De auténtico milagro hay que calificar que el Gobierno revise a la baja las perspectivas de crecimiento y de creación de empleo para 2002 en su Programa de Estabilidad y ello no afecte al estado de ingresos y gastos públicos del Presupuesto que se debate en el Parlamento.

Hasta ahora sabíamos que dichos Presupuestos, a diferencia de lo que están haciendo todos los demás Gobiernos ante la fase recesiva que vivimos, se definían como neutrales, en el sentido de que no actuaban de manera anticíclica. Pero de ahí a que sean insensibles a la misma reina un abismo sólo explicable por razones sobrenaturales. Los Presupuestos del déficit cero renunciaban a actuar sobre la coyuntura, pero hasta ahora nadie había dicho que, además, tampoco se verían afectados por la misma siguiendo una especie de vidas paralelas dignas de Plutarco.

Pero el milagro se convierte en sospecha de fraude cuando el Gobierno, por boca del vicepresidente Rato, expli-ca ante la Comisión de Econo-mía del Congreso de los Dipu-tados que va a mantener la polí-tica de déficit cero para el año que viene y, simultáneamente, dejar funcionar los estabilizadores automáticos.

¡Hombre, no! Salvo que en una perversión total de la teoría económica convencional se diga que subir 11 impuestos y tasas, incluidas la no deflactación del IRPF y la creación de un impuesto nuevo sobre hidrocarburos, puede considerarse, junto al recorte en gastos de sanidad al calor de unas infradotadas transferencias a las comunidades autónomas que, por primera vez en la democracia española se hacen bajo coacción, como estabilizadores automáticos.

DATOS PROPORCIONADOS ::
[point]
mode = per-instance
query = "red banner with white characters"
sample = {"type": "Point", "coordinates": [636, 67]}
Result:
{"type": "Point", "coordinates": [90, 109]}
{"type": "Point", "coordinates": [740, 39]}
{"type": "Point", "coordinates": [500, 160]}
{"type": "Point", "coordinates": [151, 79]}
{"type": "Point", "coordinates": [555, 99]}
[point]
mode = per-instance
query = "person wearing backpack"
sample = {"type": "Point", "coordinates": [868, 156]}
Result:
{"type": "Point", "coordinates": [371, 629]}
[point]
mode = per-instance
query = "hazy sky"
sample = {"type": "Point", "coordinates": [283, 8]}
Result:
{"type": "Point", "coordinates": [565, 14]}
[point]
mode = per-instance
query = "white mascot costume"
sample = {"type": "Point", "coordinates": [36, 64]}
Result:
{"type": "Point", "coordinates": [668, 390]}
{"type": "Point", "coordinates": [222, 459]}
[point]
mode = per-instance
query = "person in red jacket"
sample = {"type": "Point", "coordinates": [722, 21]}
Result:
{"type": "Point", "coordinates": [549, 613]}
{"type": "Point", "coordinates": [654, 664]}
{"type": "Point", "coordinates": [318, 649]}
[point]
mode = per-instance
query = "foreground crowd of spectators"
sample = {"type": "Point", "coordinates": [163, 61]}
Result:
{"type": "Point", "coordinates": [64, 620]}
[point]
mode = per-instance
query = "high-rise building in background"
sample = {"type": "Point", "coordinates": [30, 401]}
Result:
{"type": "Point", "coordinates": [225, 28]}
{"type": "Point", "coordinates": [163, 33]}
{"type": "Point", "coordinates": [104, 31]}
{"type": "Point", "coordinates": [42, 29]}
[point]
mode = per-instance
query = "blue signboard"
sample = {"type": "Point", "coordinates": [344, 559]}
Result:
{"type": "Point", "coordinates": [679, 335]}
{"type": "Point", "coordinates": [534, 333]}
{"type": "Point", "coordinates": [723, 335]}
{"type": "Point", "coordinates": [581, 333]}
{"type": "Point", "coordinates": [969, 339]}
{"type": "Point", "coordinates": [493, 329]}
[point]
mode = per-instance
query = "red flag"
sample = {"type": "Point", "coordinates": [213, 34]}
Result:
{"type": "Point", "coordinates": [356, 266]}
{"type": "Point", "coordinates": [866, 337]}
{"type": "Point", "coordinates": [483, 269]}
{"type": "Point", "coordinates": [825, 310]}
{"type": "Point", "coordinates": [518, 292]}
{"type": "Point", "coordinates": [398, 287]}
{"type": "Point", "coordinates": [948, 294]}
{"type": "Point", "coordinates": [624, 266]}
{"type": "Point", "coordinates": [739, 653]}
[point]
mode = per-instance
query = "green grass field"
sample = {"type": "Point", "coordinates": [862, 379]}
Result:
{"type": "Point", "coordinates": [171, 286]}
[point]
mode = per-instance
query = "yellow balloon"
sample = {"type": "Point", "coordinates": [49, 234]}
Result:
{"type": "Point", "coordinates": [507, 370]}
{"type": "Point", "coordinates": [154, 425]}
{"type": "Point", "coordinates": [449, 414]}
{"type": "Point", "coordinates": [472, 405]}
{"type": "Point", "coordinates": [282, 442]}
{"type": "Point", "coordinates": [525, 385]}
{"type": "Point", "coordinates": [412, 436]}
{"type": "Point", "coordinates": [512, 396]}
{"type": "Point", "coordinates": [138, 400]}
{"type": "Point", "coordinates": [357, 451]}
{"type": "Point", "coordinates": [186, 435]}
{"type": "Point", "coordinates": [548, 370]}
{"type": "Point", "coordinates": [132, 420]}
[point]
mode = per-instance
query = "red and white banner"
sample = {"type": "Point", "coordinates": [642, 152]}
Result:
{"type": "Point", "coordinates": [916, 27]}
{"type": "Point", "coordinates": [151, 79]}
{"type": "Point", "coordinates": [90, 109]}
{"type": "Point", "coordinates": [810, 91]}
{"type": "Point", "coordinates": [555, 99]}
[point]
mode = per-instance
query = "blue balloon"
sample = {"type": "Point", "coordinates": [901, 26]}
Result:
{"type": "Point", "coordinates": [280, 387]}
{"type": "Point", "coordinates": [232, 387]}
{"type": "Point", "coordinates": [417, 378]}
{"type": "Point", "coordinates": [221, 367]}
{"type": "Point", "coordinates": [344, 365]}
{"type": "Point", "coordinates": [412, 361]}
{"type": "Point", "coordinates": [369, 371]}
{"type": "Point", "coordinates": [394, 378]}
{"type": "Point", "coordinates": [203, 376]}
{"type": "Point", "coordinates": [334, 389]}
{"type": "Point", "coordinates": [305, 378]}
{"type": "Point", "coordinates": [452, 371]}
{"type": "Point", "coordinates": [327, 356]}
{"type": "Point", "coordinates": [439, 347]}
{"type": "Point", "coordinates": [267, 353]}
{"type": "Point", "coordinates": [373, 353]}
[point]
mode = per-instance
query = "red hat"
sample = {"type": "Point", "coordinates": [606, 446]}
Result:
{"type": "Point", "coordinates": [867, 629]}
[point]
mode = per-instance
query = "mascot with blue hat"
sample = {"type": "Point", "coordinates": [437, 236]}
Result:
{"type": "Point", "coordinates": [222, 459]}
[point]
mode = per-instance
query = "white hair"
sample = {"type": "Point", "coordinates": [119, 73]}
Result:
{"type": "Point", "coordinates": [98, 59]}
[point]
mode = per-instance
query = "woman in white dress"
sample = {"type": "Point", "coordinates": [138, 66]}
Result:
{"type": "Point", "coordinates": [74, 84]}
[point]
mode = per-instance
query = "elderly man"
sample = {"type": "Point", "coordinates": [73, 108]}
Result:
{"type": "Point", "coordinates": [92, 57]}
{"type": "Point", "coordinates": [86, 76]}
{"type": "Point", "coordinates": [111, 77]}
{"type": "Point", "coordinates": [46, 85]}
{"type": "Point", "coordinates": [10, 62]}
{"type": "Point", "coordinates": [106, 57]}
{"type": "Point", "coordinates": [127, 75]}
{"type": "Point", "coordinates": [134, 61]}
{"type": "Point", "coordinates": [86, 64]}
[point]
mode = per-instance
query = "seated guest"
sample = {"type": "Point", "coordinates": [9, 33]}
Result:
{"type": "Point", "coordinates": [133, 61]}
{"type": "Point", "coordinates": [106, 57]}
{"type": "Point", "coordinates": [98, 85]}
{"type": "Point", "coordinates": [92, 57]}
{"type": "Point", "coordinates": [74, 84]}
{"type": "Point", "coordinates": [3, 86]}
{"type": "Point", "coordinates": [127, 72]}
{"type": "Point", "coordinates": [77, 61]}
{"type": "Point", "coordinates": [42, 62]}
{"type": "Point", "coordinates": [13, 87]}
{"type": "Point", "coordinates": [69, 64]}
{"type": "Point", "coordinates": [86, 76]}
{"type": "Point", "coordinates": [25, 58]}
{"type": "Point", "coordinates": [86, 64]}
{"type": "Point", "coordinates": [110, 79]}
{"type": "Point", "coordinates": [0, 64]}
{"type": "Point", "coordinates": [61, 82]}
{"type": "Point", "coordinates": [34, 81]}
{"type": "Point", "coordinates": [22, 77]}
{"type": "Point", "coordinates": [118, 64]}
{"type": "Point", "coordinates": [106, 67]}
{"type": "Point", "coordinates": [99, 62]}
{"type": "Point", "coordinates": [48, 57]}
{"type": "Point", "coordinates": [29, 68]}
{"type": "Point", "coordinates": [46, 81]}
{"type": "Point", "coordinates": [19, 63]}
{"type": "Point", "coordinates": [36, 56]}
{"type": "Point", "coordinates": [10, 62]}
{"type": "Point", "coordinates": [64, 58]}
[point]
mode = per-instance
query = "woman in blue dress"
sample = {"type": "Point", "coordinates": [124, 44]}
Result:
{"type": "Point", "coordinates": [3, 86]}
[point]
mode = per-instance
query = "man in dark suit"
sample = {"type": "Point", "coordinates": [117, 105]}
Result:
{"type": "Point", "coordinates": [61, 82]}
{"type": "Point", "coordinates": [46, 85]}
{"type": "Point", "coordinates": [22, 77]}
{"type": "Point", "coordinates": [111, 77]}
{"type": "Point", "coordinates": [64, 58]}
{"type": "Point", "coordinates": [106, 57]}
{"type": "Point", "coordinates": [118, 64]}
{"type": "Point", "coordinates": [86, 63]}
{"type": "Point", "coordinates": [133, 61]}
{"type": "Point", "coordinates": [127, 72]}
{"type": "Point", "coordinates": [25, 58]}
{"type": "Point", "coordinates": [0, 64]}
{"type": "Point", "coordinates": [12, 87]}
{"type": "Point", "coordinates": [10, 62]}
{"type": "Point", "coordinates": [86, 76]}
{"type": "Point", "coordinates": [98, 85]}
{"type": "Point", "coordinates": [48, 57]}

OBJETIVO A ::
Indica si cada afirmación concuerda con el texto sobre los Presupuestos de 2002 y responde sí o no, citando literalmente las palabras decisivas: (i) los Presupuestos se definían como neutrales; (ii) el Gobierno revisa al alza las perspectivas de crecimiento para 2002; (iii) se menciona la creación de un impuesto nuevo sobre hidrocarburos.
OBJETIVO B ::
Reproduce el fragmento del texto sobre los Presupuestos de 2002 que comienza en las palabras "Pero el milagro" y termina después de "los estabilizadores automáticos.".

RESPUESTA DESARROLLADA A ::
(i) Sí: "se definían como neutrales, en el sentido de que no actuaban de manera anticíclica".
(ii) No: "revise a la baja las perspectivas de crecimiento y de creación de empleo para 2002".
(iii) Sí: "la creación de un impuesto nuevo sobre hidrocarburos".

RESPUESTA DESARROLLADA B ::
Pero el milagro se convierte en sospecha de fraude cuando el Gobierno, por boca del vicepresidente Rato, expli-ca ante la Comisión de Econo-mía del Congreso de los Dipu-tados que va a mantener la polí-tica de déficit cero para el año que viene y, simultáneamente, dejar funcionar los estabilizadores automáticos.